EXTRAIT FOURNI >>
============================================================

Le début de l’histoire est celle d’un fils d’immigrés russes juifs, harcelé par son père du côté du piano, adoré par sa mère et ses sœurs, caché pendant l’occupation, rejeté par les filles à cause de sa laideur.
La suite est ce que le môme Lucien tirera de tout cela pour devenir Serge Gainsbourg : une star qui dynamite la chanson française, se balade le nez au vent dans sa Rolls-Royce, les plus belles femmes du monde lovées contre lui. Joann Sfar montre comment, pour en arriver là, le bonhomme a été poussé par un formidable élan de vie et surtout un incommensurable désir de plaire.
Il commence à exister par le dessin, puisque, face aux exigences paternelles, il a décidé qu’il n’aimait pas le piano. Et c’est lors d’une séance de dessin à l’Académie de Montparnasse qu’il séduit une femme pour la première fois. Il n’est encore qu’un gamin, mais armé d’une audace, d’une obstination, d’un bagout et d’un talent hors du commun : il la séduit en deux secondes.

============================================================

LIGNES DE DONNÉES >>
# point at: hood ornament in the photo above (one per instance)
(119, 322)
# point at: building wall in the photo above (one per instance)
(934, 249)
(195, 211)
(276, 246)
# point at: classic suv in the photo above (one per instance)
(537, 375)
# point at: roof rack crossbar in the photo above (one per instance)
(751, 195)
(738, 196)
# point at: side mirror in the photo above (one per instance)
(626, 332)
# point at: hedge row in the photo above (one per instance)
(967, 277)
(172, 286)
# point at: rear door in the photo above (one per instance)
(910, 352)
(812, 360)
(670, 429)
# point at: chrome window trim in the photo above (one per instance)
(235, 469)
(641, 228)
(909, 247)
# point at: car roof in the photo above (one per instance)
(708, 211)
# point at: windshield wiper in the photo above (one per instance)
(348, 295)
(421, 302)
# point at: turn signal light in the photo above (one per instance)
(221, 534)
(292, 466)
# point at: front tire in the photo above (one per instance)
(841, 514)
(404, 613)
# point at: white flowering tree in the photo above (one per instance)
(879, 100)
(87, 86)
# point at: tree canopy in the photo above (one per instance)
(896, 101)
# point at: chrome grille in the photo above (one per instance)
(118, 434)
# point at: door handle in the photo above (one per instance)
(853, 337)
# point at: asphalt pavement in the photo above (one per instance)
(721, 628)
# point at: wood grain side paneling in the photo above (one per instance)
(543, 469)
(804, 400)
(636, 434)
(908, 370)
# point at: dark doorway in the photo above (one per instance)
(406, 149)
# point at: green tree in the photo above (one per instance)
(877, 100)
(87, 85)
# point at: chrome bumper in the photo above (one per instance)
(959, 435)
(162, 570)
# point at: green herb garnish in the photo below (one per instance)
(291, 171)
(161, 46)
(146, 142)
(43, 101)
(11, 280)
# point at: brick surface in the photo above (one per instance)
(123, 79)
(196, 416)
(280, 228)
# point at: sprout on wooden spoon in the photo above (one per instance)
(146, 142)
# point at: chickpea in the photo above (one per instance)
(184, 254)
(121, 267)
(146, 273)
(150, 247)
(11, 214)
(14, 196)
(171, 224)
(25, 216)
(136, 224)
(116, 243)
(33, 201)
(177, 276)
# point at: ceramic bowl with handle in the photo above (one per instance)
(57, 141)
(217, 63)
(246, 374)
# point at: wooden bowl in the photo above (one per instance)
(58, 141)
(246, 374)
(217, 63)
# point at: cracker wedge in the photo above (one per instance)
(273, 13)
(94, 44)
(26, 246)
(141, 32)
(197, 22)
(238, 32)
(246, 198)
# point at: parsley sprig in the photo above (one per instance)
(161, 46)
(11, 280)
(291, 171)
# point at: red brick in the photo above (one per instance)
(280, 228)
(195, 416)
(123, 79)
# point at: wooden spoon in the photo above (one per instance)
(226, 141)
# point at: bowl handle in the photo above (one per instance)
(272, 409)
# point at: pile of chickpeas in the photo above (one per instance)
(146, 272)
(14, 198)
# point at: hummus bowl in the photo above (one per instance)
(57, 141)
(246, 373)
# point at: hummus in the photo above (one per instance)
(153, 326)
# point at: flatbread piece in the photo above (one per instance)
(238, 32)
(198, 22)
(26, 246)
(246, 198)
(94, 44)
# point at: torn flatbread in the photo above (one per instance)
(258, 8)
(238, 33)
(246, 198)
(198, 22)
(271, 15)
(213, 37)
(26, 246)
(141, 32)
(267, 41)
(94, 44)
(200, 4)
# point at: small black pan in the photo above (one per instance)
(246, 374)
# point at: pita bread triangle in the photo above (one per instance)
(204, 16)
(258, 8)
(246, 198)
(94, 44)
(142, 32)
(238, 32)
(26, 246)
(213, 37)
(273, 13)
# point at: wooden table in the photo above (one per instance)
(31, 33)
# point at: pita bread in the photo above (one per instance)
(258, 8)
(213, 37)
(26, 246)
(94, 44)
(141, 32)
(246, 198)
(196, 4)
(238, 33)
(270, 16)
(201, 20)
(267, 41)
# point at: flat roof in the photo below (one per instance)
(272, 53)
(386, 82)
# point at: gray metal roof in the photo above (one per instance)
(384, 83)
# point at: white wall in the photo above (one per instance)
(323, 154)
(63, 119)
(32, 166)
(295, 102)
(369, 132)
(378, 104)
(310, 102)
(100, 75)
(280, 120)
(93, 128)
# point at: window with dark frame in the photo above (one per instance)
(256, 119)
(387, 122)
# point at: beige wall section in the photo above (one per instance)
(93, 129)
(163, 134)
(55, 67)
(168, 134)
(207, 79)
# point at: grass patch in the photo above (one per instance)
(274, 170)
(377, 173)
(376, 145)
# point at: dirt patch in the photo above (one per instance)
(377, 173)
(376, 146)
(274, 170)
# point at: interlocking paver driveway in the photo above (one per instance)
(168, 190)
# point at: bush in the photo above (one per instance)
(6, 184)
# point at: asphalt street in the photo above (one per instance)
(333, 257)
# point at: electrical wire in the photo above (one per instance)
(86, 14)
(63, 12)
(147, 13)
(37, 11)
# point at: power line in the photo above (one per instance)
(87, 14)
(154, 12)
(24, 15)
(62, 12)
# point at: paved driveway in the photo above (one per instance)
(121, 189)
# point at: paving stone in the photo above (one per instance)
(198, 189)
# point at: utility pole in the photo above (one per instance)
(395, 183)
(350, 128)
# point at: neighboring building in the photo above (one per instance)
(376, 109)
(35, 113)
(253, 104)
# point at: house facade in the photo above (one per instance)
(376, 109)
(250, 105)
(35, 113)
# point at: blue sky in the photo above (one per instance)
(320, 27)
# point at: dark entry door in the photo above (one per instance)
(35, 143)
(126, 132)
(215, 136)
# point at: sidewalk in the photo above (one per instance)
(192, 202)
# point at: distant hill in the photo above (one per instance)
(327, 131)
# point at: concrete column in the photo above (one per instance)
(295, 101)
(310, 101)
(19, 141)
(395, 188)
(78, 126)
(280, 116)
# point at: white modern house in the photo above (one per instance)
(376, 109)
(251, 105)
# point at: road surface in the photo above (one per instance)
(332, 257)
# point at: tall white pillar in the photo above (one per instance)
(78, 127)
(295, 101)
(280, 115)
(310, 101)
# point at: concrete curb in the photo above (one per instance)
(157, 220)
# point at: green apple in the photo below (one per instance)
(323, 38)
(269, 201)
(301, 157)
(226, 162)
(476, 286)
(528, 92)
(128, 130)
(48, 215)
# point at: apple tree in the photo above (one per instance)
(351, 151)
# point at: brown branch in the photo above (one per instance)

============================================================

EXERCICES >>
A) Selon l'extrait sur Serge Gainsbourg, à quelle occasion séduit-il une femme pour la première fois ?
B) Énumérez toutes les qualités dont le gamin est armé d'après l'extrait sur Serge Gainsbourg.
C) Recopiez sans modification, dans l'extrait sur Serge Gainsbourg, le passage allant de "La suite est" jusqu'à "en deux secondes.".
Le matériel ne joue aucun rôle dans ce travail.

RÉSULTATS PAR TÂCHE >>
A) Lors d'une séance de dessin à l'Académie de Montparnasse.

B) Audace, obstination, bagout, talent hors du commun.

C)
La suite est ce que le môme Lucien tirera de tout cela pour devenir Serge Gainsbourg : une star qui dynamite la chanson française, se balade le nez au vent dans sa Rolls-Royce, les plus belles femmes du monde lovées contre lui. Joann Sfar montre comment, pour en arriver là, le bonhomme a été poussé par un formidable élan de vie et surtout un incommensurable désir de plaire.
Il commence à exister par le dessin, puisque, face aux exigences paternelles, il a décidé qu’il n’aimait pas le piano. Et c’est lors d’une séance de dessin à l’Académie de Montparnasse qu’il séduit une femme pour la première fois. Il n’est encore qu’un gamin, mais armé d’une audace, d’une obstination, d’un bagout et d’un talent hors du commun : il la séduit en deux secondes.